What the task asks — Please gather every row below that contains the word "tree", copying each one in full.

Given data —
──────
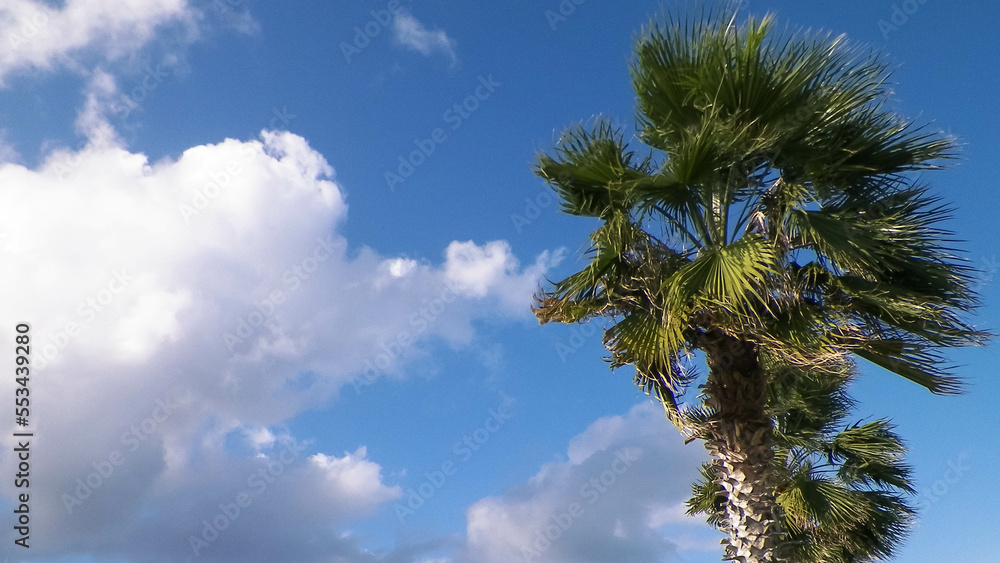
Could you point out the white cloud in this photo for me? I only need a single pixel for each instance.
──────
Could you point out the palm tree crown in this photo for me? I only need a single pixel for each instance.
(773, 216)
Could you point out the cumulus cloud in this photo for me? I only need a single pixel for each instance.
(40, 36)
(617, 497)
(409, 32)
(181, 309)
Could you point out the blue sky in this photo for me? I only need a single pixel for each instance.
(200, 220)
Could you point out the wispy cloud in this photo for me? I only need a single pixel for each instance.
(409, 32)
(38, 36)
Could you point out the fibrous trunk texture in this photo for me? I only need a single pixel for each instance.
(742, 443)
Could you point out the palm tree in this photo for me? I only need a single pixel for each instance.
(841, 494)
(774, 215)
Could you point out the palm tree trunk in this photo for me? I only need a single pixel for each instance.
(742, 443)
──────
Final result —
Could you point out the palm tree crown in this photo for me? I only need a single pixel for each instance.
Could you point out the palm tree in this photo for me? I only need a single pixel for each instance.
Could you point out the palm tree trunk in this photo for me? I only need a single pixel for each instance.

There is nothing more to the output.